++++ Records provided

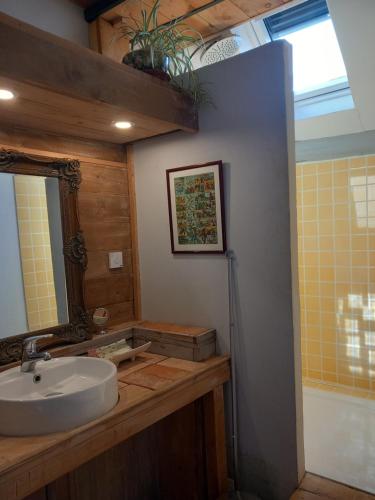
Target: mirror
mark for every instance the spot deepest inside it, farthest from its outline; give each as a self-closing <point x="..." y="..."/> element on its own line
<point x="42" y="253"/>
<point x="32" y="275"/>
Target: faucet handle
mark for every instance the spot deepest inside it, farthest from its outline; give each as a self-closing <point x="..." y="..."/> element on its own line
<point x="29" y="343"/>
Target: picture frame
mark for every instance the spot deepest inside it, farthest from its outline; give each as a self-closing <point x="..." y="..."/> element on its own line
<point x="196" y="208"/>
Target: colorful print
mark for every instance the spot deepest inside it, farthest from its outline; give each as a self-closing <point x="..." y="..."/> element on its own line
<point x="196" y="209"/>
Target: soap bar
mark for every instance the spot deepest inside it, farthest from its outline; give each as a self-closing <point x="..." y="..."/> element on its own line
<point x="109" y="350"/>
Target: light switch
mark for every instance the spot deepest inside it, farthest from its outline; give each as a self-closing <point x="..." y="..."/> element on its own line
<point x="115" y="260"/>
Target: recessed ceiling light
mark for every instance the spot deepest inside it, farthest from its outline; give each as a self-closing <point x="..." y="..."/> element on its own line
<point x="6" y="95"/>
<point x="123" y="124"/>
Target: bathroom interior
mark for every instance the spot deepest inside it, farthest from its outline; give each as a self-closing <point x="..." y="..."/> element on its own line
<point x="187" y="278"/>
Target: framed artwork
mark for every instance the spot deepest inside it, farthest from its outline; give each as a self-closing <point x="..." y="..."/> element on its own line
<point x="196" y="208"/>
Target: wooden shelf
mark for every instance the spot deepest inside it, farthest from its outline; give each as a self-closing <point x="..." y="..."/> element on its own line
<point x="64" y="88"/>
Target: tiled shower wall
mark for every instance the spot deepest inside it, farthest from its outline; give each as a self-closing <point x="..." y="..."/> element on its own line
<point x="336" y="251"/>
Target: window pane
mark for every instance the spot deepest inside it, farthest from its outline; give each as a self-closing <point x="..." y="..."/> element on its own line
<point x="317" y="60"/>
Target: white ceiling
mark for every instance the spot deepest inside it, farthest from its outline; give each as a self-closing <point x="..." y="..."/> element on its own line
<point x="354" y="25"/>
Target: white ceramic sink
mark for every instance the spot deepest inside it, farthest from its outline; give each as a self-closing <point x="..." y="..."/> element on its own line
<point x="58" y="395"/>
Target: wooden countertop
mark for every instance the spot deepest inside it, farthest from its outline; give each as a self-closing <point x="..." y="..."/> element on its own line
<point x="150" y="388"/>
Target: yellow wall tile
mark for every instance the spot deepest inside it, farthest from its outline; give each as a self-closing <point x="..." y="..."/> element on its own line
<point x="337" y="221"/>
<point x="35" y="255"/>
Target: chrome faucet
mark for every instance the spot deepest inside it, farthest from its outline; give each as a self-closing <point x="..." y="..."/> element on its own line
<point x="30" y="355"/>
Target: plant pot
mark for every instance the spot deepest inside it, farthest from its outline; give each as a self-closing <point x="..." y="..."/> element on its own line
<point x="142" y="60"/>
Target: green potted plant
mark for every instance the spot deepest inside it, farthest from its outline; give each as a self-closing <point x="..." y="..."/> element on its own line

++++++++

### What this task involves
Pictures aside, write out verbatim every line from the first line of the material through the line holding "Target: tiled shower wall".

### Result of this exercise
Target: mirror
mark for every instance the spot deepest inside it, farthest from its outline; give each as a self-closing <point x="..." y="..."/> element on its own line
<point x="42" y="253"/>
<point x="32" y="275"/>
Target: faucet handle
mark for every instance the spot deepest inside it, farthest from its outline; give each as a self-closing <point x="..." y="..."/> element on its own line
<point x="29" y="343"/>
Target: picture frame
mark for every instance the spot deepest inside it, farthest from its outline; give each as a self-closing <point x="..." y="..."/> element on its own line
<point x="196" y="208"/>
Target: colorful print
mark for every instance the spot deepest inside it, farthest from its outline; give each as a self-closing <point x="..." y="..."/> element on its own line
<point x="196" y="209"/>
Target: soap bar
mark for every instance the spot deepest inside it, farthest from its outline; give each as a self-closing <point x="..." y="..."/> element on its own line
<point x="109" y="350"/>
Target: light switch
mark for every instance the spot deepest inside it, farthest from its outline; give each as a self-closing <point x="..." y="..."/> element on its own line
<point x="115" y="260"/>
Target: recessed ceiling light
mark for every instance the spot deepest inside it, farthest from its outline; give each as a self-closing <point x="..." y="..."/> element on its own line
<point x="6" y="95"/>
<point x="123" y="124"/>
Target: bathroom interior
mark for every instance the spot deepest inside it, farthest from its outline; give each as a self-closing <point x="..." y="..."/> element on its own line
<point x="187" y="278"/>
Target: framed artwork
mark for every instance the spot deepest inside it, farthest from its outline; give each as a self-closing <point x="..." y="..."/> element on its own line
<point x="196" y="208"/>
Target: wooden shelf
mark for every instance the spot deepest inside it, farthest from its outline; give each as a self-closing <point x="..." y="..."/> element on its own line
<point x="64" y="88"/>
Target: tiled shower wall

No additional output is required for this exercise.